▶ _Exercise_: Copy the listing below word for word, from start to end. Leave the pictures out of your copy.

▶ _Data entries_:
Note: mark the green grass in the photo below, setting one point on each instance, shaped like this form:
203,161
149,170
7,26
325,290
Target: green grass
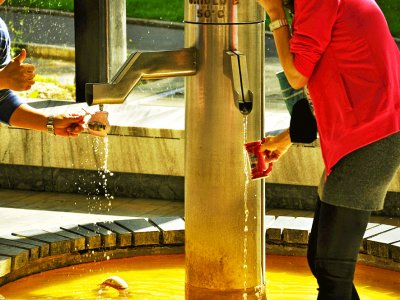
172,10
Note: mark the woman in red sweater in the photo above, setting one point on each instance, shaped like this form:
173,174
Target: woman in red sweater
343,51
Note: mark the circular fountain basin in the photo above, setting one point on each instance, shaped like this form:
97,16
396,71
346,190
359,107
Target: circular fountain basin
163,277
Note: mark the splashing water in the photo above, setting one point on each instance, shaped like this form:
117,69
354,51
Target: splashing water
97,187
103,171
246,210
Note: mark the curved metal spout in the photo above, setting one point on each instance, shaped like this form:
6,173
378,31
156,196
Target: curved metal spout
141,65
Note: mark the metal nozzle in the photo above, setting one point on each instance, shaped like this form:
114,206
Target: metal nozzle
240,82
141,65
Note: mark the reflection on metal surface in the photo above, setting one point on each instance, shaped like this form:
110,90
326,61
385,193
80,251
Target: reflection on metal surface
141,65
240,82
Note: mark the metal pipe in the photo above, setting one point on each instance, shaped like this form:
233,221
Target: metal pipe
141,65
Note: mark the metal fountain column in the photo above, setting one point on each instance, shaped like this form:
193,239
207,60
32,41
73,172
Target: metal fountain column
223,62
224,236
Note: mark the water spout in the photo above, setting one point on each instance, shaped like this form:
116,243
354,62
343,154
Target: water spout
142,65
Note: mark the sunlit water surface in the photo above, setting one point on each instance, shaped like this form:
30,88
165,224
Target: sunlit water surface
163,277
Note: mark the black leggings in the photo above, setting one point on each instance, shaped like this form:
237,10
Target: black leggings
335,240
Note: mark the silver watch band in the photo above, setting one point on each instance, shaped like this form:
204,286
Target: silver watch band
278,24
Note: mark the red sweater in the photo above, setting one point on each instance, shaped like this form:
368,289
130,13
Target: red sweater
353,65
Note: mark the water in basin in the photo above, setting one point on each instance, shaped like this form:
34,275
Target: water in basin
163,277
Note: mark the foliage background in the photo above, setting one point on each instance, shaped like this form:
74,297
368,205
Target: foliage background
172,10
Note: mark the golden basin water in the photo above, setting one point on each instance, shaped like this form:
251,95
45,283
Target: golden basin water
163,277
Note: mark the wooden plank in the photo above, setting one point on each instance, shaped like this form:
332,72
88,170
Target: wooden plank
92,239
378,245
297,230
19,256
58,244
268,220
124,236
172,230
143,232
77,241
108,238
5,265
44,248
33,249
274,231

▶ _Response to this task_:
Note: mark the green grass in the photo below, setting one point on each instance, shaped like this form:
203,161
149,170
7,26
325,290
Target: green grass
172,10
Note: mark the woman in red sweater in the photo above, setting one point on each instance, shaped like this form:
173,174
Target: woman in red sweater
343,51
Note: mark the circular fountain basin in the photo above, setting one point on each instance, shaped like this form:
97,16
396,71
346,190
359,107
Target: circular fountain basin
163,277
Note: mark the splashing water in the photo above, setting one point on each instance, shaped like this form:
117,69
354,51
Target: splashing water
97,187
103,171
246,210
Note: mark the curved metal spout in the photo above, setting one point on each instance, shaped like this form:
6,173
378,31
156,196
Target: curved metal spout
141,65
Note: mark the metal nozzle in the photo above, setting one point on each instance, shaped like this form:
114,206
Target: metal nozzle
240,82
141,65
Note: mark the reflection on metal surface in the photo above, setting one point on each instance, shaped like this form:
110,90
326,61
385,193
80,251
Target: reflection on metal surface
141,65
240,82
Note: mark the metal pipe in the photo above, setting one point on each instance, shaped like this form:
233,221
Target: metal pipe
141,65
Note: mark the metal fountain column in the photo above, setting one point on each instance, shaped like this form:
193,239
207,60
32,41
73,172
Target: metal fountain column
223,62
224,236
Note: mark the water spout in the photo above, setting one point on each instance, shaped like this form:
116,243
354,62
343,154
Target: water spout
142,65
Note: mark the sunlit water surface in the photo above, setting one point on each instance, shaped like this form:
30,88
165,224
Target: sunlit water surface
163,277
Note: mark the black leggings in the photo above, setting one point on each instance, shaped like this form:
237,10
Target: black leggings
335,240
Note: mark the silver watch band in the photo above, setting one point on each instance, shaped like this form:
204,286
Target: silver watch band
278,24
Note: mark the red sweater in the photo above, setting one point on each instance, shaped like this form:
368,289
130,13
Target: red sweater
353,65
Note: mark the water in basin in the photo above, setting one point on each instance, shaped like this form:
34,275
Target: water in basin
163,277
Note: mark the foliage background in the photo above, setting one point on each instance, shaped like this form:
74,297
368,205
Target: foliage background
172,10
Note: mark the golden basin water in the photo above, setting one point on each instance, shaped like this form:
251,95
45,283
Target: golden basin water
163,277
Note: mark the wooden plank in the photo above, setting one point on each instance, shaped like this form:
332,72
88,170
Target: wooden plank
92,239
378,245
297,230
19,256
58,244
268,220
124,236
172,230
143,232
77,241
108,238
5,265
44,248
33,249
274,231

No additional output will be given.